Task objective: Restate word for word, and only, the lines that extend from the line containing "of the blurred" through the end of the records below.

[Referring expression data]
- - -

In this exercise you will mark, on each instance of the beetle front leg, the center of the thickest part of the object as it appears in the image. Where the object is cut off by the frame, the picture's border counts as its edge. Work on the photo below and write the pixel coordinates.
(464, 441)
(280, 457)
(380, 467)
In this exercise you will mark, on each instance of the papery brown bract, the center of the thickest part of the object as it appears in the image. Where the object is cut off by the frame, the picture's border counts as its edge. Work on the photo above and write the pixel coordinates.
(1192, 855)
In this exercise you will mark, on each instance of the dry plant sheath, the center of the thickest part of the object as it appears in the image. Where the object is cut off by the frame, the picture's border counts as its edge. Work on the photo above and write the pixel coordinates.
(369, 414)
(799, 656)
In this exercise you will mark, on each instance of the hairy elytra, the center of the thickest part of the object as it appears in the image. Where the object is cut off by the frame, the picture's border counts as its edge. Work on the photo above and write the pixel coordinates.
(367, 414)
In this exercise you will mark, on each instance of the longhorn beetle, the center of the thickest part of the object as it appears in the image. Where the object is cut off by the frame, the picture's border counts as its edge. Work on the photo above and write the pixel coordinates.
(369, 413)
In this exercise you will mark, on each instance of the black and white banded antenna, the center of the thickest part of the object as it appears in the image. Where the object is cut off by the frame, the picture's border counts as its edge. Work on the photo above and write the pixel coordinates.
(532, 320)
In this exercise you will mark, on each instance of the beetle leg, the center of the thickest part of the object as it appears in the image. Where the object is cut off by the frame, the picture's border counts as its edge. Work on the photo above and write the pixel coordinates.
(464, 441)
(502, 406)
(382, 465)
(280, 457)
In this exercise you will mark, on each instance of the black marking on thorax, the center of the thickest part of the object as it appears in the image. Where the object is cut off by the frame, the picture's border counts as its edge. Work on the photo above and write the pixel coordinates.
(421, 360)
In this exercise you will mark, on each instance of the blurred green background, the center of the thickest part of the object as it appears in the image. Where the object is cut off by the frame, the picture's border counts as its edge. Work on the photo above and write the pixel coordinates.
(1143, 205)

- - -

Result of this exercise:
In this exercise you will mark, on each instance of the blurred green background, the center of the thickest part of the object as it appears in the image. Where the object is cut off by the frame, the picture's border counts as its edge. Work on the photo above and write the pixel coordinates.
(1143, 205)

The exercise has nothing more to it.